◆ Exercise goal
Exclude all pictures, then copy each of the records exactly as written.

(Pointing records)
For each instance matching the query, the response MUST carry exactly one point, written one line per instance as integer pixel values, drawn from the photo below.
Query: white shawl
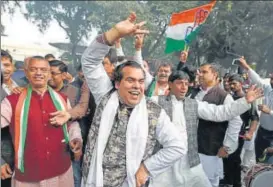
(136, 139)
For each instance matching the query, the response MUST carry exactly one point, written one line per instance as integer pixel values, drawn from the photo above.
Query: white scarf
(136, 139)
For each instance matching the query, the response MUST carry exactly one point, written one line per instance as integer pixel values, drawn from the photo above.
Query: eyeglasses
(55, 73)
(35, 70)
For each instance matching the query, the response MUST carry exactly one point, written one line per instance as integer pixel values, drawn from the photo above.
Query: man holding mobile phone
(232, 164)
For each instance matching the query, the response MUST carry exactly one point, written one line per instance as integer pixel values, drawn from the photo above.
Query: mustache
(163, 75)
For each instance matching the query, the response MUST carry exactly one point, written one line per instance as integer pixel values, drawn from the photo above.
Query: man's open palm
(128, 27)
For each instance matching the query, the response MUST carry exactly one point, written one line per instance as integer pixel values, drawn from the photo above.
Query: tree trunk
(74, 56)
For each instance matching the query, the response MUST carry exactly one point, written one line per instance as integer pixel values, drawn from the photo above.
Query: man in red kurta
(44, 158)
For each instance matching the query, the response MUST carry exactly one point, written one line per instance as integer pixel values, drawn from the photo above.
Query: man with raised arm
(126, 125)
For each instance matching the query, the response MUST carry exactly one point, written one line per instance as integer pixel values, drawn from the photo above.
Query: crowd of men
(116, 125)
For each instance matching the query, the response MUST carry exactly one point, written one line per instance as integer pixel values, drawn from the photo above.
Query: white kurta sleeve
(97, 79)
(233, 130)
(174, 146)
(138, 58)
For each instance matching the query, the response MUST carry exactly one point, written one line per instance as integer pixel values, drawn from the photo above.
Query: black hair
(112, 56)
(79, 67)
(47, 56)
(214, 67)
(57, 63)
(164, 64)
(236, 77)
(191, 71)
(19, 65)
(5, 54)
(226, 76)
(118, 74)
(177, 74)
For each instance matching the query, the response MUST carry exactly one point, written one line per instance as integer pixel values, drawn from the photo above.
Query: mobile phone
(236, 61)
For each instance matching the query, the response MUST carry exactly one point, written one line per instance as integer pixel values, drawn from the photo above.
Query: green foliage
(244, 27)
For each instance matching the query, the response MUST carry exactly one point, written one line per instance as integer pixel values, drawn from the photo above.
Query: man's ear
(170, 84)
(64, 77)
(117, 85)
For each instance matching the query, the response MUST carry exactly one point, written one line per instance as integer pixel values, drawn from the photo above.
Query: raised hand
(183, 56)
(243, 63)
(125, 28)
(253, 94)
(139, 38)
(264, 109)
(6, 172)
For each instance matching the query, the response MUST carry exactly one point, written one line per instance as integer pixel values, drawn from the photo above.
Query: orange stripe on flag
(189, 16)
(18, 109)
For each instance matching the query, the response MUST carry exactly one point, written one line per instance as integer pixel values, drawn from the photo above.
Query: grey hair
(214, 67)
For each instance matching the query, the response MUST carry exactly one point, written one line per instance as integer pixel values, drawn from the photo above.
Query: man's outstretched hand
(253, 93)
(125, 28)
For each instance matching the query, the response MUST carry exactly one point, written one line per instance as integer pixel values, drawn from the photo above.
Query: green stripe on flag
(58, 106)
(24, 128)
(178, 45)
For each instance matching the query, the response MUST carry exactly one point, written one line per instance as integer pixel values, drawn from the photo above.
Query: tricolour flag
(184, 27)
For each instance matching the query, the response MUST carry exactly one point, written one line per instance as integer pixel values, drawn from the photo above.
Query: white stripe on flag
(177, 32)
(20, 149)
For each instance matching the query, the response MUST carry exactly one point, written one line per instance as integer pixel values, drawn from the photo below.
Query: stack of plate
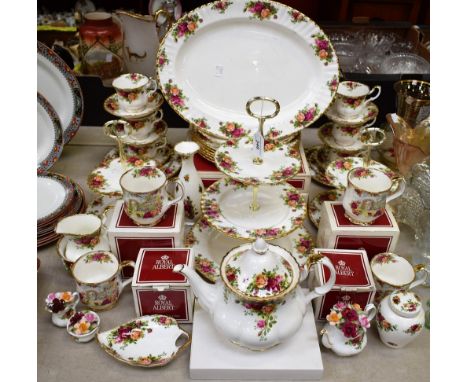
(57, 197)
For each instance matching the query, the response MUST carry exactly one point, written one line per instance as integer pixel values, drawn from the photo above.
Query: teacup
(98, 279)
(62, 306)
(352, 98)
(367, 193)
(146, 195)
(346, 135)
(392, 272)
(132, 91)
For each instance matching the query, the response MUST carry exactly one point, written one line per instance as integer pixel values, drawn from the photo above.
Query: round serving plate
(209, 247)
(226, 206)
(58, 84)
(239, 161)
(55, 194)
(49, 135)
(105, 178)
(220, 55)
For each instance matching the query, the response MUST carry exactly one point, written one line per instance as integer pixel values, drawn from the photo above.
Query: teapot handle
(422, 271)
(321, 290)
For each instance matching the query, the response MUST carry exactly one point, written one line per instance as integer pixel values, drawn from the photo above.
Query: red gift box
(158, 290)
(337, 232)
(354, 281)
(209, 173)
(126, 238)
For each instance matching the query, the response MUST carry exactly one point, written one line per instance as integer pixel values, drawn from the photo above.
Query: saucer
(316, 173)
(105, 179)
(315, 205)
(325, 134)
(210, 245)
(112, 106)
(337, 171)
(226, 207)
(369, 112)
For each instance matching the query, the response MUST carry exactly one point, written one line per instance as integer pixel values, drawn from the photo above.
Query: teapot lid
(260, 272)
(405, 303)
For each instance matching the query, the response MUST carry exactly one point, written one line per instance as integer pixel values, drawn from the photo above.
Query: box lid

◆ Answer for this exercise
For each instance matching the query, the response MUST carry exactly one point, written one line per instance as integer pixel values, drawn from the photo below.
Query: white shawl
(136, 139)
For each instance matching the query, the response MUST carry exactly one point, written one line per instance as integer pixel values, drawn from the photo above.
Query: white scarf
(136, 139)
For each instance matching the query, the response MUST carry exactly one point, written one line per instance as integer pixel values, drawn from the photo above.
Query: eyeglasses
(55, 73)
(35, 70)
For each instance matching the query, the response MUST carry exactly one point, written one line per instance as integer pixel values, drawn from the photo above.
Query: man holding mobile phone
(232, 164)
For each instance matching the query, the response MUST carry exactly one point, written one line per instance as integer pixel values, drawn from the photo above.
Query: mustache
(163, 75)
For each instance matching the query, the response MUST carry exactly one point, written one line per instance as integer pixel values, drawn from the photo above.
Query: man's open palm
(128, 27)
For each instance matching the query, the response MUST carry exactly one point, written one line per instance as integer pixel values, drawn from the photo above.
Query: tree trunk
(74, 56)
For each instance matching the query, the response MUST carry exactly one point, written one line per instance as integer pixel values, drawn from the photo above.
Query: man in red kurta
(44, 158)
For each instance matching the query, the response MUST carry exactly one point, written one line per instance as integer pixel values, drawn from the photo above.
Query: man with raised arm
(126, 125)
For each instance matching the query, the response MUST carry exactly one point, written one line per instance as integer pixel values, drawn from the photo above.
Query: crowd of men
(116, 125)
For each instance matching the query, the response MUST carry exactly one point, written one line per instance as integer pixel values, drawn from the photo above.
Query: white kurta sleeve
(97, 79)
(233, 130)
(174, 146)
(138, 58)
For each instance matching the query, the response MUST carry exactly one point, written one line per instance as integer pixel values, drawn from the photo above.
Query: black hair
(112, 56)
(79, 67)
(47, 56)
(214, 67)
(57, 63)
(164, 64)
(236, 77)
(191, 71)
(19, 65)
(5, 54)
(226, 76)
(118, 74)
(177, 74)
For each instance matching the query, the response MUST carry exactly one point, written one line per instance as integer pixel values, drawn from the photo above.
Query: mobile phone
(236, 61)
For each instance matching the query, the response MUST carry exactly one point, written one line per instance as integer pixel values, drawn from the photo above.
Query: green foliage
(244, 27)
For each instance matching the query, the response MUST carry exactly one point, written one line per instance as integer pixel values, drawn from the photo above.
Query: man's ear
(170, 84)
(64, 77)
(117, 85)
For each instance matching the query, the response MUST carry exactly one point, written one line per instance as integer pixel values, drawn from the photo above.
Query: raised hand
(183, 56)
(243, 63)
(125, 28)
(253, 94)
(139, 38)
(264, 109)
(6, 172)
For each instance matching the query, the response MUST carry exactly one point, written one line per instance as integer pixel values, drawn from the photo above.
Query: orange stripe on flag
(189, 16)
(18, 109)
For each instance matching the query, the response MUST carry exactly one point, written one line per instance as integer pixel values, drawn from the photo above.
Query: grey hair
(214, 67)
For each instance matching the query, the response MUST carry exactly one point, written one line per instance as integer pixel values, drawn from the photo above.
Query: man's outstretched hand
(253, 93)
(125, 28)
For each instance matching the query, the response MUST carry exactly one point, written one line per instance as integer pixel values, drawn from the photo above.
Query: green stripe on flag
(58, 106)
(24, 128)
(178, 45)
For each instance matching the query, the response MUST carry exactly one point, written one line per instance as integer pixel values, drawn from the photo above.
Query: tricolour flag
(184, 27)
For each instance matching the query, the response MUST carry exactly one point, written one line per instance as integer pixel values, drawn from the photo above.
Query: white stripe on flag
(177, 32)
(20, 149)
For each instance matching the query, the response MUST carry exactly one point, written one line per instance as integer pixel values, drawn from the photo below.
Query: stack of plate
(57, 197)
For each instance matching the query, the response MUST carry exactly one point, written one line per instance as integer pixel values, drawn from the photo above.
Query: teacup
(98, 279)
(62, 306)
(352, 98)
(367, 193)
(146, 195)
(346, 135)
(392, 272)
(132, 91)
For each instance matching the query, the response MUST carry exactly one point, written one line per instance as integer pixel values, drawn from the photo above.
Query: round serving plate
(209, 247)
(226, 206)
(58, 84)
(239, 161)
(55, 194)
(49, 135)
(105, 178)
(220, 55)
For each instance matching the query, the response MUST carry exactly one point, written one line per instance as integer pixel values, drawn from the photo above.
Query: teapot handle
(422, 271)
(321, 290)
For each instance matching the query, the response MUST carry exactly one point, written one line per instance as integer pixel values, drawn from the photo above.
Query: red gift box
(158, 290)
(337, 232)
(354, 281)
(209, 173)
(126, 238)
For each instance matching the query, the response MUST carry exactly one point, written one line per instance as integer pixel values, drawn from the photo above.
Query: saucer
(316, 173)
(105, 179)
(315, 205)
(325, 134)
(210, 245)
(112, 106)
(337, 171)
(226, 207)
(369, 112)
For each instance matching the query, the response MUST carry exactly one point, written one line per instance as integer pixel values, drawn from the photo above.
Query: teapot lid
(260, 272)
(405, 303)
For each instance matching the query, the response MUST carry exactly one point, written one line per instance as integer pixel values, drawn from the photo above.
Query: box lid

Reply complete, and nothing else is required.